#### PROMPT:
Write out, word for word, only the lines from the one with "[pin] winding river channel -- one per line" to the end of the data below.

#### PROVIDED INFORMATION:
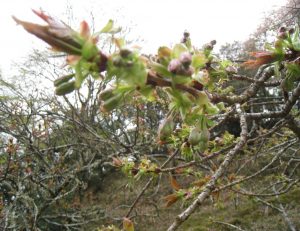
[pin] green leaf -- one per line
(108, 26)
(89, 50)
(199, 60)
(178, 49)
(160, 69)
(147, 92)
(296, 39)
(164, 52)
(79, 77)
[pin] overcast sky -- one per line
(156, 22)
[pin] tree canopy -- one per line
(213, 126)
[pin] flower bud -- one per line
(117, 61)
(208, 47)
(185, 71)
(186, 59)
(203, 146)
(174, 66)
(124, 53)
(186, 34)
(291, 31)
(165, 128)
(106, 94)
(204, 135)
(194, 137)
(65, 88)
(282, 35)
(282, 29)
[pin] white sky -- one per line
(157, 22)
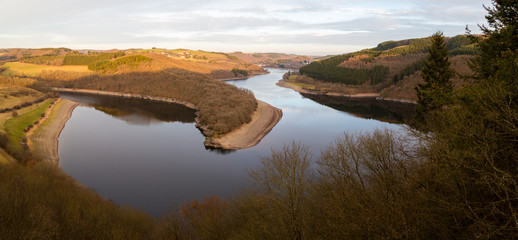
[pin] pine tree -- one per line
(437, 90)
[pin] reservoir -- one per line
(150, 156)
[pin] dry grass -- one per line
(222, 107)
(219, 67)
(16, 81)
(11, 96)
(27, 69)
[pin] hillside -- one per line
(34, 61)
(391, 70)
(274, 60)
(185, 75)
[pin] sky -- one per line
(306, 27)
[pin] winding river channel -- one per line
(151, 156)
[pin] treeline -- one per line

#### TASK OUTPUT:
[pin] winding river channel -- one per line
(151, 156)
[pin] treeline -- one per line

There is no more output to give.